» **Data**:
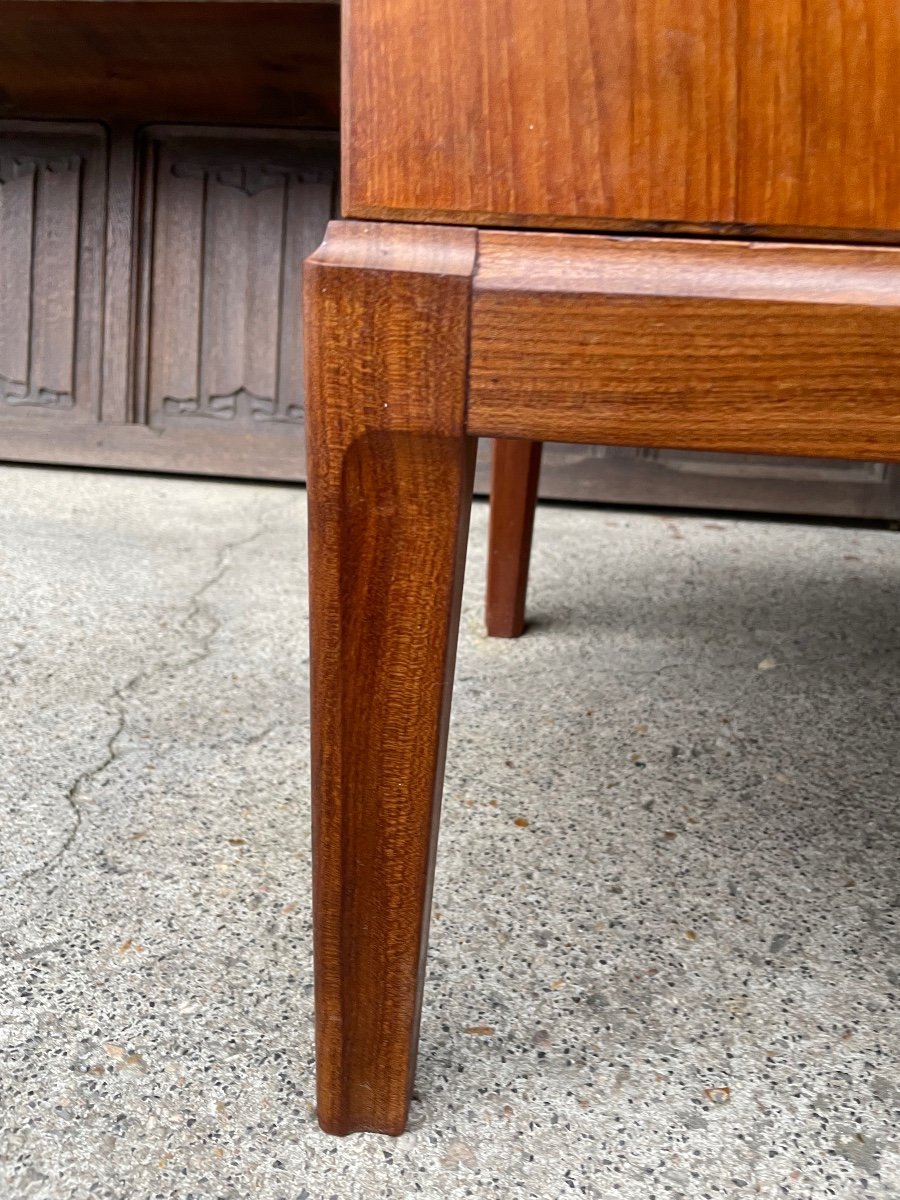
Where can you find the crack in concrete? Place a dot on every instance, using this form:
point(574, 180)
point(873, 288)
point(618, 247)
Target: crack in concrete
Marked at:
point(118, 697)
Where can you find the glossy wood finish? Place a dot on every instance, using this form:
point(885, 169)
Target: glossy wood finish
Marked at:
point(768, 117)
point(531, 109)
point(389, 486)
point(708, 346)
point(820, 91)
point(514, 495)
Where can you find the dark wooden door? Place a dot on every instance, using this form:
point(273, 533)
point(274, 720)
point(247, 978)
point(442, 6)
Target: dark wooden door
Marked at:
point(150, 316)
point(150, 301)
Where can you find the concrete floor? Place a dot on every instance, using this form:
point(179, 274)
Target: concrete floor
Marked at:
point(664, 953)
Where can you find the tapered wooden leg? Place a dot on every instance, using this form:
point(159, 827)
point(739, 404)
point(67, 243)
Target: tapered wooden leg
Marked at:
point(390, 475)
point(514, 496)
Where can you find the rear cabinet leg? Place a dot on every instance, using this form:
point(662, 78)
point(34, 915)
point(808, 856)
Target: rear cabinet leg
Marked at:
point(390, 472)
point(514, 496)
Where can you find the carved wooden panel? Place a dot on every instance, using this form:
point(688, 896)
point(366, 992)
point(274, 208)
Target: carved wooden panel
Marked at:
point(227, 223)
point(52, 215)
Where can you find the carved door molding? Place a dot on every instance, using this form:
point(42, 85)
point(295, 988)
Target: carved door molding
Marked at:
point(150, 318)
point(150, 300)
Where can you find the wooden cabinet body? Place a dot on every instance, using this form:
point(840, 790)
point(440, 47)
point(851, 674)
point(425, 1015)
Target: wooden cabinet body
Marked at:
point(718, 115)
point(739, 117)
point(761, 125)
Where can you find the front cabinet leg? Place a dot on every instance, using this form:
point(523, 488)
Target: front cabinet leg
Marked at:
point(390, 475)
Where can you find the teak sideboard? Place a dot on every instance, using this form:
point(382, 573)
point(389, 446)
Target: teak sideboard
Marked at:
point(639, 222)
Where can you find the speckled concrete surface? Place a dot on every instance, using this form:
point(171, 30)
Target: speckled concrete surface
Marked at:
point(664, 954)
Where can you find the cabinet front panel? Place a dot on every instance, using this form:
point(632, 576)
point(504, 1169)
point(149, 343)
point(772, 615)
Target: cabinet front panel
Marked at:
point(579, 109)
point(735, 117)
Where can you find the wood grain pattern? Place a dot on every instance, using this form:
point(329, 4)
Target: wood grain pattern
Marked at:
point(389, 489)
point(594, 109)
point(735, 117)
point(52, 187)
point(820, 91)
point(228, 217)
point(514, 496)
point(757, 349)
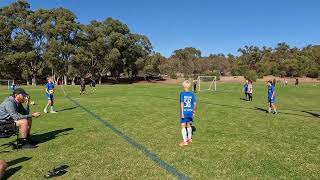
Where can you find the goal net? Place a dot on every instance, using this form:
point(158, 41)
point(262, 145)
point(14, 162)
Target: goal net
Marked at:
point(207, 83)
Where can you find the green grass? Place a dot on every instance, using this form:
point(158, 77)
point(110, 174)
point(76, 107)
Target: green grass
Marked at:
point(233, 140)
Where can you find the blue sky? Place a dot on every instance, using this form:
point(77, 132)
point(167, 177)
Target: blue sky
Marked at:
point(209, 25)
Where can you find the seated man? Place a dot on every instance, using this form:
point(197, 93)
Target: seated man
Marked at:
point(11, 109)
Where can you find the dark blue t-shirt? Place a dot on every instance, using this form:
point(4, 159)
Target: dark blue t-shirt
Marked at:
point(188, 100)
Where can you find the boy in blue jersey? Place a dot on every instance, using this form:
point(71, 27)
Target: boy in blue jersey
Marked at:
point(187, 112)
point(271, 98)
point(49, 95)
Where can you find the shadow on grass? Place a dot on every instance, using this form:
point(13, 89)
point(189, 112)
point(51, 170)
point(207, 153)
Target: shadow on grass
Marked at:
point(311, 113)
point(48, 136)
point(67, 109)
point(42, 138)
point(14, 170)
point(11, 172)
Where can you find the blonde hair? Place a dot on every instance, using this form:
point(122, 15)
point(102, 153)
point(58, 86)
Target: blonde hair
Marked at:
point(186, 84)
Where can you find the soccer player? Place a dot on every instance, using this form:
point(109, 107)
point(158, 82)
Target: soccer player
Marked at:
point(187, 112)
point(12, 87)
point(271, 98)
point(195, 86)
point(93, 85)
point(82, 86)
point(49, 95)
point(245, 90)
point(249, 90)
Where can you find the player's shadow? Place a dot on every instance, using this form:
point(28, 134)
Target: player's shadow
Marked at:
point(67, 109)
point(48, 136)
point(260, 109)
point(42, 138)
point(311, 113)
point(11, 171)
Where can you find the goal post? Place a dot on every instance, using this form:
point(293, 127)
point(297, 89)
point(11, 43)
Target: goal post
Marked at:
point(207, 83)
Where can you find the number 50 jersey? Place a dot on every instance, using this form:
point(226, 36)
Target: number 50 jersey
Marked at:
point(188, 99)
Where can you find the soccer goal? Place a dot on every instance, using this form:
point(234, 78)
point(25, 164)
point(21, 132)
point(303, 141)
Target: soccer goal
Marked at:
point(207, 83)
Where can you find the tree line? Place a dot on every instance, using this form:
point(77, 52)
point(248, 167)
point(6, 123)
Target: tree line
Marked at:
point(35, 44)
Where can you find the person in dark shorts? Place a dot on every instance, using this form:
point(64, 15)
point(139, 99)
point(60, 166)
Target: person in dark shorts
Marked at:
point(12, 110)
point(82, 86)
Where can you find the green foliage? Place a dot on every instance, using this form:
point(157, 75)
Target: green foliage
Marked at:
point(251, 75)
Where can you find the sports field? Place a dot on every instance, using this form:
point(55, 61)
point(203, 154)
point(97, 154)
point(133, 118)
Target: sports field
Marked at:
point(133, 132)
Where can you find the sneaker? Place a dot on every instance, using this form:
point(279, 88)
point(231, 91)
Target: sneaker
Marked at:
point(28, 146)
point(183, 143)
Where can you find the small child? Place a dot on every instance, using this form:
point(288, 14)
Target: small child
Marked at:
point(245, 89)
point(49, 95)
point(187, 112)
point(271, 98)
point(249, 90)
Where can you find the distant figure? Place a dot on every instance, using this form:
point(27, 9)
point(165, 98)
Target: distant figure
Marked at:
point(271, 98)
point(285, 82)
point(245, 90)
point(12, 87)
point(195, 86)
point(93, 85)
point(297, 82)
point(274, 82)
point(82, 86)
point(49, 95)
point(187, 112)
point(3, 167)
point(249, 90)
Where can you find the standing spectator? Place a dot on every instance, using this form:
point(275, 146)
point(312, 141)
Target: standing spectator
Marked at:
point(12, 110)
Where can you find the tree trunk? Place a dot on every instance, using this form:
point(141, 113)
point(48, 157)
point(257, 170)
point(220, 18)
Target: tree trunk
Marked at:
point(65, 80)
point(72, 83)
point(34, 83)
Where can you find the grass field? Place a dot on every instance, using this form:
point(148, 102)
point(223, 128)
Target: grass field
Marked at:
point(234, 139)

» **Exercise instructions**:
Please repeat every one of the records above word for word, leaving out the picture lines.

» **Solution to the exercise**:
Where can you find the crack in concrete? Place a dot on every instance, using this form:
point(574, 180)
point(873, 288)
point(618, 247)
Target: crack in concrete
Marked at:
point(118, 697)
Where can you find the glossy wood finish? Place a dot on every instance, using this form:
point(885, 169)
Target: glossy wood finish
Marked at:
point(768, 117)
point(531, 109)
point(389, 486)
point(708, 346)
point(820, 91)
point(514, 495)
Where can you find the dark wooden door? Place a dot on every instance, using this form:
point(273, 533)
point(274, 720)
point(247, 978)
point(442, 6)
Target: dark wooden door
Marked at:
point(150, 316)
point(150, 301)
Where can you find the concrete floor? Place a dot on every instance, using this form:
point(179, 274)
Target: concrete floor
Marked at:
point(664, 953)
Where can you find the tapered wooden leg? Place a dot on every instance, using this form:
point(159, 827)
point(739, 404)
point(67, 243)
Target: tapered wooden leg
Marked at:
point(390, 475)
point(514, 496)
Where can you find the rear cabinet leg? Place a dot on every instance, using this form:
point(662, 78)
point(34, 915)
point(808, 856)
Target: rear cabinet leg
Marked at:
point(390, 472)
point(514, 496)
Where can you find the carved wooden panel? Place a dot on every instance, using this form:
point(688, 896)
point(366, 992)
point(274, 208)
Target: carved wooden panel
Marked at:
point(227, 223)
point(52, 215)
Where can you find the carved door molding? Place a dot on every instance, using this form:
point(42, 85)
point(295, 988)
Target: carved door molding
Marked at:
point(150, 318)
point(150, 300)
Where can you find the wooden cabinet body? Place a dot on every instance, using this form:
point(840, 790)
point(440, 47)
point(851, 674)
point(425, 1015)
Target: wooden cabinet body
Marked at:
point(718, 115)
point(739, 117)
point(761, 125)
Where can you find the front cabinet leg? Place a dot on every instance, using this form:
point(523, 488)
Target: front cabinet leg
Marked at:
point(390, 475)
Where can you find the teak sideboard? Place a dot on every instance, using this form:
point(382, 573)
point(389, 446)
Target: teak sideboard
Marked at:
point(639, 222)
Where can you find the speckled concrete surface? Place a dot on every instance, using this form:
point(171, 30)
Target: speckled concrete surface
Marked at:
point(664, 954)
Where can you find the cabinet front panel? Place a dot on every instance, using this form:
point(632, 576)
point(504, 1169)
point(149, 343)
point(772, 615)
Target: cabinet front panel
Marked at:
point(579, 109)
point(735, 117)
Where can you find the wood grain pattern? Place a dot on every instance, using this form:
point(329, 4)
Target: wood grain pattern
Marked at:
point(389, 489)
point(594, 109)
point(735, 117)
point(52, 187)
point(820, 91)
point(228, 217)
point(514, 496)
point(757, 349)
Where can you find the goal net? Place a dot on every instance, using this form:
point(158, 41)
point(262, 145)
point(14, 162)
Target: goal net
Marked at:
point(207, 83)
Where can you find the green grass? Place a dot on every instance, using this form:
point(158, 77)
point(110, 174)
point(76, 107)
Target: green grass
Marked at:
point(233, 140)
Where can you find the blue sky? Place a dot on every instance, using this form:
point(77, 132)
point(167, 177)
Target: blue sky
Marked at:
point(209, 25)
Where can you find the seated man? Place a dot on every instance, using this form:
point(197, 93)
Target: seated man
Marked at:
point(11, 109)
Where can you find the dark blue t-shirt? Place a dot on every instance, using this form:
point(4, 159)
Target: dark blue t-shirt
Marked at:
point(188, 100)
Where can you find the boy in blue jersey? Place a dot on every instance, using this form:
point(71, 27)
Target: boy in blue jersey
Marked at:
point(187, 112)
point(271, 98)
point(49, 95)
Where can you find the shadow on grass? Place a dot on every instance, using this form:
point(13, 89)
point(189, 112)
point(51, 170)
point(207, 153)
Target: shadow on grass
Marked at:
point(311, 113)
point(48, 136)
point(67, 109)
point(42, 138)
point(14, 170)
point(11, 172)
Where can you find the blonde hair? Place a dot on every instance, using this form:
point(122, 15)
point(102, 153)
point(58, 86)
Target: blonde hair
Marked at:
point(186, 84)
Where can you find the soccer player? Place a dot on every instance, using this form:
point(109, 107)
point(158, 82)
Target: soccer player
Marked at:
point(187, 112)
point(12, 87)
point(271, 98)
point(195, 86)
point(93, 85)
point(82, 86)
point(49, 95)
point(245, 90)
point(249, 90)
Where can you find the player's shadow? Place a dot on every instance, using this form:
point(28, 134)
Target: player's shadow
Marked at:
point(67, 109)
point(48, 136)
point(260, 109)
point(42, 138)
point(311, 113)
point(11, 171)
Where can you find the goal post? Place a dot on every instance, using this form:
point(293, 127)
point(297, 89)
point(11, 43)
Target: goal post
Marked at:
point(207, 83)
Where can you find the number 50 jersey? Place a dot on every instance, using this form:
point(226, 36)
Target: number 50 jersey
Marked at:
point(188, 99)
Where can you find the soccer goal? Place a dot on every instance, using this form:
point(234, 78)
point(25, 164)
point(21, 132)
point(303, 141)
Target: soccer goal
Marked at:
point(207, 83)
Where can you find the tree line? Place a dot on every instance, using this form:
point(77, 52)
point(248, 167)
point(6, 123)
Target: tree line
Marked at:
point(35, 44)
Where can you find the person in dark shorts? Place a dot on every instance, using this form:
point(64, 15)
point(139, 99)
point(60, 166)
Target: person in dark shorts
Marked at:
point(12, 110)
point(82, 86)
Where can you find the green foliage? Place a dot on every instance, using this form:
point(157, 75)
Target: green foliage
Marked at:
point(251, 75)
Where can you find the sports field? Place a dot on every instance, using this form:
point(55, 61)
point(203, 154)
point(97, 154)
point(133, 118)
Target: sports field
Marked at:
point(133, 132)
Where can you find the sneaker? Place a dot on every instance, using this form:
point(279, 88)
point(231, 91)
Target: sneaker
Marked at:
point(28, 146)
point(183, 143)
Where can you find the small child? Place a dot on every instance, using this form:
point(288, 14)
Target: small child
Marked at:
point(245, 89)
point(49, 95)
point(187, 112)
point(271, 98)
point(249, 90)
Where can you find the distant figure? Place a dot on every instance, using this form:
point(27, 9)
point(165, 98)
Target: distant figure
Marked at:
point(271, 98)
point(285, 82)
point(245, 90)
point(12, 87)
point(195, 86)
point(93, 85)
point(297, 82)
point(274, 82)
point(82, 86)
point(49, 95)
point(187, 112)
point(3, 167)
point(249, 90)
Where can you find the standing spectator? Place a dot on every instance, using this form:
point(275, 146)
point(312, 141)
Target: standing spectator
Marked at:
point(12, 110)
Where can you find the tree trunk? Place a dot on every instance, using this form:
point(141, 113)
point(48, 157)
point(257, 170)
point(220, 18)
Target: tree trunk
Marked at:
point(65, 80)
point(72, 83)
point(34, 83)
Where can you find the grass field? Place a dot on every instance, using this form:
point(148, 102)
point(223, 128)
Target: grass field
Marked at:
point(234, 139)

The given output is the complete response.